Lista de tarefas —
1: Reproduza, sem mudar nada, o trecho do texto sobre aborto e contracepção que começa em "Na opinião deles, a" e segue até "afirma o estudo.".
2: De acordo com o texto sobre aborto e contracepção, quantas prescrições médicas os pesquisadores analisaram no primeiro estudo?
3: Retome o texto sobre aborto e contracepção e escreva a continuação a partir da última frase que aparece nele.

Texto de estudo —
****

As restrições ou proibições ao aborto em alguns estados dos Estados Unidos podem ter como consequência não intencional a redução do acesso a métodos contraceptivos e o aumento da mortalidade infantil, alertam dois estudos divulgados esta semana numa revista científica.
Os estudos foram publicados dois anos após a decisão histórica da Suprema Corte dos Estados Unidos de revogar o direito federal ao aborto, dando a cada estado a liberdade de legislar sobre o polêmico tema.
Um primeiro estudo, publicado nesta quarta-feira (26) na revista Jama, mostra que nos estados onde foram adotadas proibições ao aborto houve uma queda significativa no número de pílulas anticoncepcionais e do dia seguinte dispensadas pelas farmácias.
A pílula, tomada por via oral todos os dias, é o método anticoncepcional hormonal mais comum nos Estados Unidos. A pílula do dia seguinte, por sua vez, é um anticoncepcional de emergência tomado rapidamente após a relação sexual, quando outros métodos anticoncepcionais falham (como o rompimento da camisinha, por exemplo) ou não estão disponíveis.
Para o estudo, os pesquisadores analisaram mais de 143 milhões de prescrições médicas entre março de 2021 e outubro de 2023.
Na opinião deles, a queda pode ser explicada pelo fechamento das clínicas de planejamento familiar nesses estados, onde eram realizados abortos, mas também prescritos anticoncepcionais.
No caso específico da pílula do dia seguinte, a confusão sobre sua legalidade nesses estados também pode influenciar na diminuição, afirma o estudo.
“Dado o importante papel dos contraceptivos orais e de emergência na prevenção da gravidez e na prevenção do aborto, são necessários esforços para melhorar o acesso à contracepção, especialmente em estados onde o aborto legal já não é uma opção”, concluíram os investigadores.

****

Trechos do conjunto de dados
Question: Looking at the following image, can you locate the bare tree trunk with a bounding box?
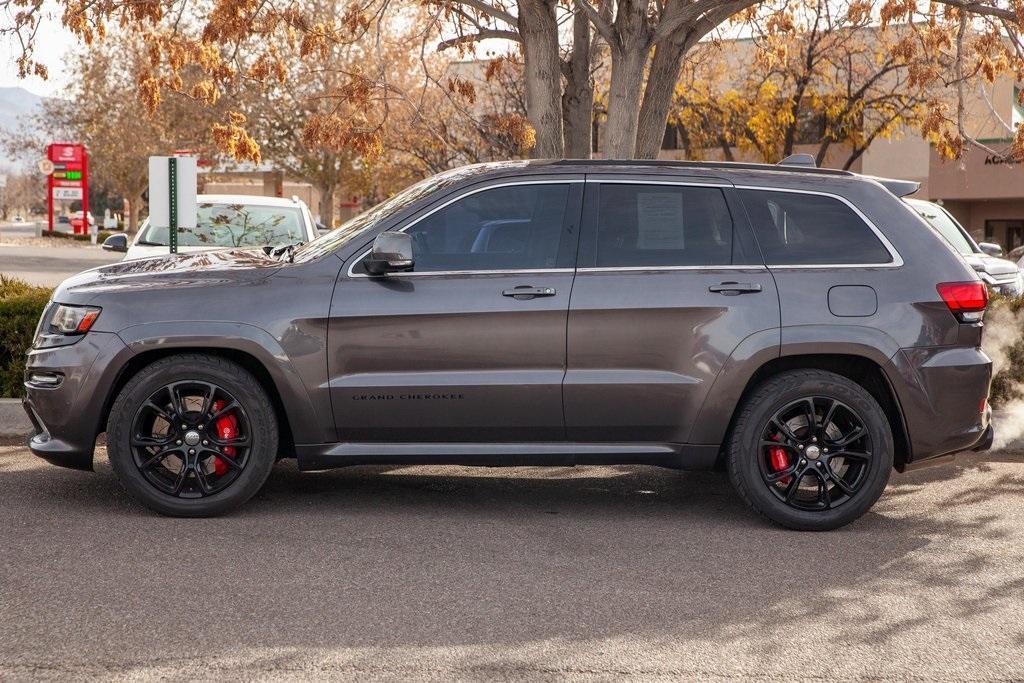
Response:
[519,0,563,159]
[814,137,831,168]
[604,48,643,159]
[316,183,336,228]
[128,190,144,234]
[562,9,594,159]
[636,40,688,159]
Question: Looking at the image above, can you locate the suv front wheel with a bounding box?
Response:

****

Respostas do exercício —
1:
Na opinião deles, a queda pode ser explicada pelo fechamento das clínicas de planejamento familiar nesses estados, onde eram realizados abortos, mas também prescritos anticoncepcionais.
No caso específico da pílula do dia seguinte, a confusão sobre sua legalidade nesses estados também pode influenciar na diminuição, afirma o estudo.

2: Mais de 143 milhões de prescrições médicas.

3:
“Trauma Familiar”
Outro estudo, publicado segunda-feira na mesma revista, examinou o impacto das restrições ao aborto na mortalidade infantil.
O estudo centrou-se numa lei que entrou em vigor em setembro de 2021 no Texas, que limita o aborto a aproximadamente seis semanas de gravidez, sem exceções para doenças congénitas.
Por meio da análise das certidões de óbito, os pesquisadores descobriram um aumento de 12,9% no número de mortes de bebês menores de 12 meses no Texas entre 2021 e 2022, em comparação com 1,8% em todos os outros estados.
Eles também observaram um aumento de 22,9% nas mortes infantis no Texas relacionadas a doenças congênitas, a principal causa de mortalidade infantil.
“Estes resultados sugerem que políticas restritivas ao aborto podem ter consequências indesejadas importantes em termos de saúde infantil, trauma familiar e custos médicos”, comentou Alison Gemmill, principal autora do estudo, num comunicado.
O Texas proibiu completamente o aborto, exceto nos casos em que a vida da mãe esteja em perigo. No entanto, o medo de serem processados leva alguns médicos do Texas a se recusarem a intervir mesmo em casos de complicações graves.